Task details:
When you transcribe the records that follow, reproduce each line exactly as given.

- - -

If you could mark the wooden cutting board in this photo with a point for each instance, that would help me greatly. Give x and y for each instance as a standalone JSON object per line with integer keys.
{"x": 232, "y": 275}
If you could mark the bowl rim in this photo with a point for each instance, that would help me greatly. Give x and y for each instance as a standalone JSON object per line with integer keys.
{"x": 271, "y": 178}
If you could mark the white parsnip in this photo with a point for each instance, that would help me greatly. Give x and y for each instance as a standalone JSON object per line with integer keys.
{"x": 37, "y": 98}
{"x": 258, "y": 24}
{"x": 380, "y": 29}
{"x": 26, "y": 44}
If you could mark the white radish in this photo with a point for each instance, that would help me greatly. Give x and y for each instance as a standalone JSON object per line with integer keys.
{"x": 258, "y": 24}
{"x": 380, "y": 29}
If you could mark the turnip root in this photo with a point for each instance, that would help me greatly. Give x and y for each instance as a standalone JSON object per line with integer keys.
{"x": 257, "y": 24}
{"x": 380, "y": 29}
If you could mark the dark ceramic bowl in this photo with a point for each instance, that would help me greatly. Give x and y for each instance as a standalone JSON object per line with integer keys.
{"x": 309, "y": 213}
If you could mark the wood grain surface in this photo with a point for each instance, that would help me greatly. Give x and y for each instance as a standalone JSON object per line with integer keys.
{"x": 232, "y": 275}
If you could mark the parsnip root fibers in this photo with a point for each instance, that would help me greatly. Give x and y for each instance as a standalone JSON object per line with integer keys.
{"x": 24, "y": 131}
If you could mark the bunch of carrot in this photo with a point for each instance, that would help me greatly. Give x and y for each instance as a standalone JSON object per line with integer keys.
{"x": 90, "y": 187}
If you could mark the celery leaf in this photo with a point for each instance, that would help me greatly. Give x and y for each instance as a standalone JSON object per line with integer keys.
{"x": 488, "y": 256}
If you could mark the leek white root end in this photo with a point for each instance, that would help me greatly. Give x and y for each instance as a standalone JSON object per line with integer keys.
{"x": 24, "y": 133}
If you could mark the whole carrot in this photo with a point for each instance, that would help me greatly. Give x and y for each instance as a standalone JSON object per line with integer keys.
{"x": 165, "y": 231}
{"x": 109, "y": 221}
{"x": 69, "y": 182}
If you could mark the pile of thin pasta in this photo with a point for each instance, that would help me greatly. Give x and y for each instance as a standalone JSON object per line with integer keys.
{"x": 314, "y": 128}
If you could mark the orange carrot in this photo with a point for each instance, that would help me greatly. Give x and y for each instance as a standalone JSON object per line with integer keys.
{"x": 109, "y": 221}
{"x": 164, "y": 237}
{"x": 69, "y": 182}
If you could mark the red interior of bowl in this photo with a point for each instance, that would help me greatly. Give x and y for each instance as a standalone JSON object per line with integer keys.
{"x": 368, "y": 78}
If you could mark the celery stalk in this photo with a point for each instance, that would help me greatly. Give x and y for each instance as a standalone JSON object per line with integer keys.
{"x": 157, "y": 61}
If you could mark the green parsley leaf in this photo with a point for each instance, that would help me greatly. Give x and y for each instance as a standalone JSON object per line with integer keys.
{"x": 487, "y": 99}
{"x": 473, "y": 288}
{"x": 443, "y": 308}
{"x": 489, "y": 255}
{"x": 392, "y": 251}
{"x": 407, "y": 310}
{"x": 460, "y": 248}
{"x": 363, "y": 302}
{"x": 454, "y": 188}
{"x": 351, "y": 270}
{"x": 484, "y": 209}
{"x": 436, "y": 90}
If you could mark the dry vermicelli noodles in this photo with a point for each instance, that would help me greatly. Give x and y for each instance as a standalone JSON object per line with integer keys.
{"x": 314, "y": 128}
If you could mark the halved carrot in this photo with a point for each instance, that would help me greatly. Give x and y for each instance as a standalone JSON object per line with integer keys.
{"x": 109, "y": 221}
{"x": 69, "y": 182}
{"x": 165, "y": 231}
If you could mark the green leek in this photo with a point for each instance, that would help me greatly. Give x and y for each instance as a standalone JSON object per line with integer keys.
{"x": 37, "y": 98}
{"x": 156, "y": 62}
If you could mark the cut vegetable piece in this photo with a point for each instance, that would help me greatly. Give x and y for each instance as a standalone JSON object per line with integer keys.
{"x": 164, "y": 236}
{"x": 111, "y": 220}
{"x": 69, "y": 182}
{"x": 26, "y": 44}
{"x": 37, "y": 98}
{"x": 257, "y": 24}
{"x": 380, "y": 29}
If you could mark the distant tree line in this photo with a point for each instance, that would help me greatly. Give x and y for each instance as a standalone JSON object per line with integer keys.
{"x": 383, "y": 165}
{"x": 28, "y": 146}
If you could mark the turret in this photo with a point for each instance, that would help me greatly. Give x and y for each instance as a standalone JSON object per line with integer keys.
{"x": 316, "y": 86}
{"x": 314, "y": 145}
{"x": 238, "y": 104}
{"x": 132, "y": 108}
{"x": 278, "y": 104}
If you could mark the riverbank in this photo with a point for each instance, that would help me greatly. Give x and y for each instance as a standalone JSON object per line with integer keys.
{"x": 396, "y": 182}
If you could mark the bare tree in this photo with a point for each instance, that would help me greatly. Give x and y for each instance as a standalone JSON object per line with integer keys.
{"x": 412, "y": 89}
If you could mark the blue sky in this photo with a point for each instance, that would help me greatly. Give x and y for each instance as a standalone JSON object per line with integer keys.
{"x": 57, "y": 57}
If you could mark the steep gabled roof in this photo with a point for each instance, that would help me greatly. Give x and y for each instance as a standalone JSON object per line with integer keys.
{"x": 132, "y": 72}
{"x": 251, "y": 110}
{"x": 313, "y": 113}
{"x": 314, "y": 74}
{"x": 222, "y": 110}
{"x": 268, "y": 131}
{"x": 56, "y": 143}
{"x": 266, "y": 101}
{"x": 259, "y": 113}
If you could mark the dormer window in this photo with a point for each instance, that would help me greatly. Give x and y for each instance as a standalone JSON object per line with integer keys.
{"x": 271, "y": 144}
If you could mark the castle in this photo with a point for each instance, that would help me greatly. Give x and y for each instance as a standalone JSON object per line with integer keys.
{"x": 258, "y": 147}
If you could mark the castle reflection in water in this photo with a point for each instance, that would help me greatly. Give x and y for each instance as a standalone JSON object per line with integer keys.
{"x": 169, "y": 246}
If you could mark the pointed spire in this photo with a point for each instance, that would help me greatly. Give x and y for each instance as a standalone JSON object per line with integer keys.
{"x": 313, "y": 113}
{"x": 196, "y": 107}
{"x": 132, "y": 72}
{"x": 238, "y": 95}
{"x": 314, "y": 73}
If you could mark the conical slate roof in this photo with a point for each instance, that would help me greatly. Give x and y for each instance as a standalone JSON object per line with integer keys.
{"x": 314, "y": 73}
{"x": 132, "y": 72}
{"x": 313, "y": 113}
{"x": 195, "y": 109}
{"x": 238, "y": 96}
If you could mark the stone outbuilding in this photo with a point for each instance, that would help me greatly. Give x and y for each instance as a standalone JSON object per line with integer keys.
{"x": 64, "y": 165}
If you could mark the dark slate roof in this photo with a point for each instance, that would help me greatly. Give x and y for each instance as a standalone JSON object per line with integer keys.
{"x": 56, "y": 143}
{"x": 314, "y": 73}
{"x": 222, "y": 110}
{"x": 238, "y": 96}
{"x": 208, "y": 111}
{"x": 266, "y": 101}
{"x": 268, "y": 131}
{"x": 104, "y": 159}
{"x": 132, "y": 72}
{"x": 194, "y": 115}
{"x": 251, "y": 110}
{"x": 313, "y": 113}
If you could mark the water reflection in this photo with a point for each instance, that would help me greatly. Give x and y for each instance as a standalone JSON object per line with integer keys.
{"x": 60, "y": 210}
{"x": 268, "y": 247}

- - -

Answer to this exercise:
If you could mark the wooden cutting board in this photo with a point for each instance, that would help me greatly. Give x and y for each instance as a standalone JSON object per line with integer keys.
{"x": 232, "y": 275}
If you could mark the bowl rim in this photo with a point for each instance, that would help me greatly. Give x and y for each instance as a standalone JSON object per line with integer keys.
{"x": 271, "y": 178}
If you could mark the white parsnip in this photo with a point for each instance, that would help me greatly. Give x and y for each instance as a standalone JSON object per line with integer keys.
{"x": 37, "y": 98}
{"x": 258, "y": 24}
{"x": 380, "y": 29}
{"x": 26, "y": 44}
If you could mark the white radish in this photo with a point for each instance, that would help me greatly. Give x and y for each instance as a standalone JSON object per line with integer keys.
{"x": 258, "y": 24}
{"x": 380, "y": 29}
If you could mark the turnip root in this photo with a point for each instance, that would help me greatly. Give x and y for each instance as a standalone JSON object per line with integer keys.
{"x": 257, "y": 24}
{"x": 380, "y": 29}
If you could mark the dark ceramic bowl in this photo with a point for each instance, that would help me greatly. Give x and y for each instance as a standalone JSON object per line with integer keys.
{"x": 309, "y": 213}
If you could mark the wood grain surface in this photo with a point for each instance, that would help me greatly. Give x and y for each instance as a standalone JSON object per line with integer keys.
{"x": 232, "y": 275}
If you could mark the parsnip root fibers in this photo with a point for each instance, that would help me greatly. Give x and y for each instance as a standalone JSON object per line with integer keys.
{"x": 24, "y": 131}
If you could mark the bunch of carrot in this photo with a point for each instance, that would help me greatly. Give x and y for each instance as a standalone JSON object per line with integer keys.
{"x": 90, "y": 187}
If you could mark the celery leaf in this photo with a point for each instance, that would help me greatly. Give x and y for each instance as a standalone JSON object per line with integer keys.
{"x": 488, "y": 256}
If you could mark the leek white root end in this photo with a point for each instance, that would help me greatly. Give x and y for each instance as a standalone JSON object per line with integer keys.
{"x": 24, "y": 133}
If you could mark the whole carrot in this photo with a point for each instance, that would help me greatly. Give x and y for each instance as a standalone JSON object per line with integer keys.
{"x": 165, "y": 231}
{"x": 109, "y": 221}
{"x": 69, "y": 182}
If you could mark the pile of thin pasta in this photo with a point for each instance, that would help me greatly. Give x and y for each instance as a standalone JSON object per line with integer keys.
{"x": 314, "y": 128}
If you could mark the orange carrot in this photo with a point for each instance, that would help me greatly. Give x and y for each instance as a standalone JSON object per line with integer keys.
{"x": 109, "y": 221}
{"x": 164, "y": 237}
{"x": 69, "y": 182}
If you could mark the red interior of bowl in this photo with a point for each instance, that would help me greatly. Give x and y for each instance as a standalone JSON object per line with integer keys.
{"x": 368, "y": 78}
If you could mark the celery stalk in this photo with a point for each instance, that would help me greatly. Give x and y for each instance as a standalone JSON object per line with integer keys.
{"x": 157, "y": 61}
If you could mark the green parsley leaf in this photo with a point for each instance, that would help me greatly. Give x and y for each instance as a standalone JSON object per line with integer keys.
{"x": 487, "y": 99}
{"x": 473, "y": 288}
{"x": 443, "y": 308}
{"x": 489, "y": 255}
{"x": 392, "y": 251}
{"x": 407, "y": 310}
{"x": 460, "y": 248}
{"x": 363, "y": 302}
{"x": 454, "y": 188}
{"x": 351, "y": 270}
{"x": 484, "y": 209}
{"x": 436, "y": 90}
If you could mark the dry vermicelli noodles in this photo with a point for each instance, that would help me greatly. Give x and y for each instance as a standalone JSON object per line with integer keys.
{"x": 314, "y": 128}
If you could mark the halved carrot in this photo with a point for each instance, that would help me greatly. Give x and y for each instance as a standalone JSON object per line with integer keys.
{"x": 109, "y": 221}
{"x": 69, "y": 182}
{"x": 165, "y": 231}
If you could mark the green leek in this photo with a point for each instance, that would help me greatly. Give x and y for each instance as a standalone JSON object per line with integer keys.
{"x": 37, "y": 98}
{"x": 156, "y": 62}
If you could mark the cut vegetable piece in this photo with a point for each instance, that would help me greatly. Give x and y for each instance as a standalone JSON object per line with integer keys.
{"x": 164, "y": 236}
{"x": 111, "y": 220}
{"x": 69, "y": 182}
{"x": 26, "y": 44}
{"x": 37, "y": 98}
{"x": 257, "y": 24}
{"x": 380, "y": 29}
If you could mark the distant tree line in this photo with a point for each instance, that would help me greatly. Give x and y for each instance as a standalone JSON object per line with integer keys.
{"x": 383, "y": 165}
{"x": 28, "y": 146}
If you could mark the turret in this photo with a point for each instance, that would help me greatly. Give x and y for each instance as a standalone JSON object per line with integer keys.
{"x": 316, "y": 86}
{"x": 314, "y": 145}
{"x": 238, "y": 104}
{"x": 132, "y": 108}
{"x": 278, "y": 104}
If you could mark the riverbank in this photo with a point for each instance, that would help me greatly. Give x and y for each instance as a standalone JSON object per line with integer keys.
{"x": 396, "y": 182}
If you could mark the bare tree in this photo with a point for each instance, that would help me greatly. Give x and y for each instance as a standalone JSON object per line with integer keys.
{"x": 412, "y": 89}
If you could mark the blue sky in this photo with a point for each instance, that would help me greatly. Give x and y for each instance as a standalone JSON object per line with integer keys.
{"x": 57, "y": 57}
If you could mark the steep gabled roof in this photo with a point for each instance, that would help me greatly. Give x and y for each instance as a standalone JSON object per line with integer keys.
{"x": 132, "y": 72}
{"x": 251, "y": 110}
{"x": 313, "y": 113}
{"x": 314, "y": 74}
{"x": 222, "y": 110}
{"x": 268, "y": 131}
{"x": 56, "y": 143}
{"x": 266, "y": 101}
{"x": 259, "y": 113}
If you could mark the dormer window in this photo with a point for each instance, that would help me greatly. Give x and y for each instance as a standalone JSON object per line with integer keys.
{"x": 271, "y": 144}
If you could mark the castle in this photo with a point for each instance, that would help me greatly. Give x and y for each instance as a standalone JSON object per line with integer keys.
{"x": 258, "y": 147}
If you could mark the castle reflection in water in this photo with a point for each instance, that would help me greatly. Give x and y for each instance as a standalone JSON object per line with integer keys.
{"x": 169, "y": 246}
If you could mark the pointed spire in this photo with a point for each instance, that would help me greatly. Give x and y for each instance as a standalone JSON object per line with integer keys.
{"x": 313, "y": 113}
{"x": 196, "y": 107}
{"x": 132, "y": 72}
{"x": 238, "y": 95}
{"x": 314, "y": 73}
If you could mark the conical slate roof in this photo with a point for each instance, that would help me greatly. Give x and y for each instance as a standalone JSON object per line with integer keys.
{"x": 314, "y": 73}
{"x": 132, "y": 72}
{"x": 313, "y": 113}
{"x": 195, "y": 109}
{"x": 238, "y": 96}
If you could mark the stone outbuilding in this photo with a point for each instance, that would help me greatly. Give x and y for each instance as a standalone JSON object per line with integer keys.
{"x": 64, "y": 165}
If you could mark the dark slate roof in this photo with a point for each instance, that would help me greatly. Give x and y for each instance as a standalone JSON object per line with integer keys.
{"x": 56, "y": 143}
{"x": 314, "y": 73}
{"x": 222, "y": 110}
{"x": 238, "y": 96}
{"x": 208, "y": 111}
{"x": 266, "y": 101}
{"x": 268, "y": 131}
{"x": 104, "y": 159}
{"x": 132, "y": 72}
{"x": 194, "y": 115}
{"x": 251, "y": 110}
{"x": 313, "y": 113}
If you could mark the water reflection in this photo with a point for each instance, that would help me greatly. Give x and y for each instance as a standalone JSON object per line with integer keys.
{"x": 60, "y": 210}
{"x": 268, "y": 247}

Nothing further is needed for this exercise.